Written exercise → Convert these records into a two-column CSV with the columns "request" and "answer" and one row per request. Put each request's text and its answer in a single quoted field, with any line breaks replaced by spaces.

Items from a data source:
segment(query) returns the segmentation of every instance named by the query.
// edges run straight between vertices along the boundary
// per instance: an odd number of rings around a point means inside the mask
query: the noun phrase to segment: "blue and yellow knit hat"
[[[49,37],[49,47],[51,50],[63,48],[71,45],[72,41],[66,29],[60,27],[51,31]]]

Response below →
request,answer
"segment(query) returns the segmentation of every instance named by the query. // edges run straight between vertices along the boundary // per instance: an odd number of rings around a point means inside the mask query: the noun phrase to segment: ""blue and yellow knit hat""","[[[49,37],[49,47],[51,50],[63,48],[71,45],[72,41],[66,29],[60,27],[51,31]]]"